Material supplied:
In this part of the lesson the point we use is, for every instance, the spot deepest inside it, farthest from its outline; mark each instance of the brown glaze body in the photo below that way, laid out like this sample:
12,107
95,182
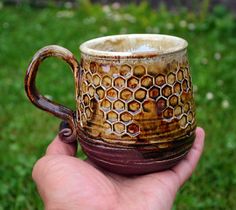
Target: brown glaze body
134,159
135,113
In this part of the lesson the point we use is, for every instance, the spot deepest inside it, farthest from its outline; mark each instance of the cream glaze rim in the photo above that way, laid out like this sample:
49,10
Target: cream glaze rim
86,48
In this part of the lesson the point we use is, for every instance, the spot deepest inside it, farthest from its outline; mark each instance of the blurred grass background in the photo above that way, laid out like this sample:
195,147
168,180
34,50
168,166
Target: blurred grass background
26,131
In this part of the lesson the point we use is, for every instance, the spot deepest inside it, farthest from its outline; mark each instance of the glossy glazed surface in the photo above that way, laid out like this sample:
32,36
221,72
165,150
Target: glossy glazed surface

Work instruction: Leaving images out, please output every line of the data exactly.

Exercise response:
In this part of the lesson the point we use is, for every instance, the spot deepest inside it, farthest from its outline; mark each instance of the brown glaze body in the photo below that way, laid out like this sample:
12,107
95,182
Target: brown glaze body
134,159
135,113
In this part of the lesson the point we use is, for every instance, the spot deepest inside it, farthest from its outline; mark each instance of the cream glaze rim in the photo above that way, laid out like this sample:
49,10
Target: cream glaze rim
86,48
In this part of the lesson the point we use is, for every instance, the spot deepest inside it, farthest from its outline; mark each instance of the blurred grass background in the photo above that way, laid out like this sample:
195,147
168,180
34,50
168,166
Target: blurred grass background
26,131
In this part of the lesson the point we use is, for every instance, the spot deepest inside it, farthest from its outline; mark each instance of the glossy glazed surface in the photo above that way, laid out like this sample:
32,36
221,72
165,150
Target: glossy glazed surface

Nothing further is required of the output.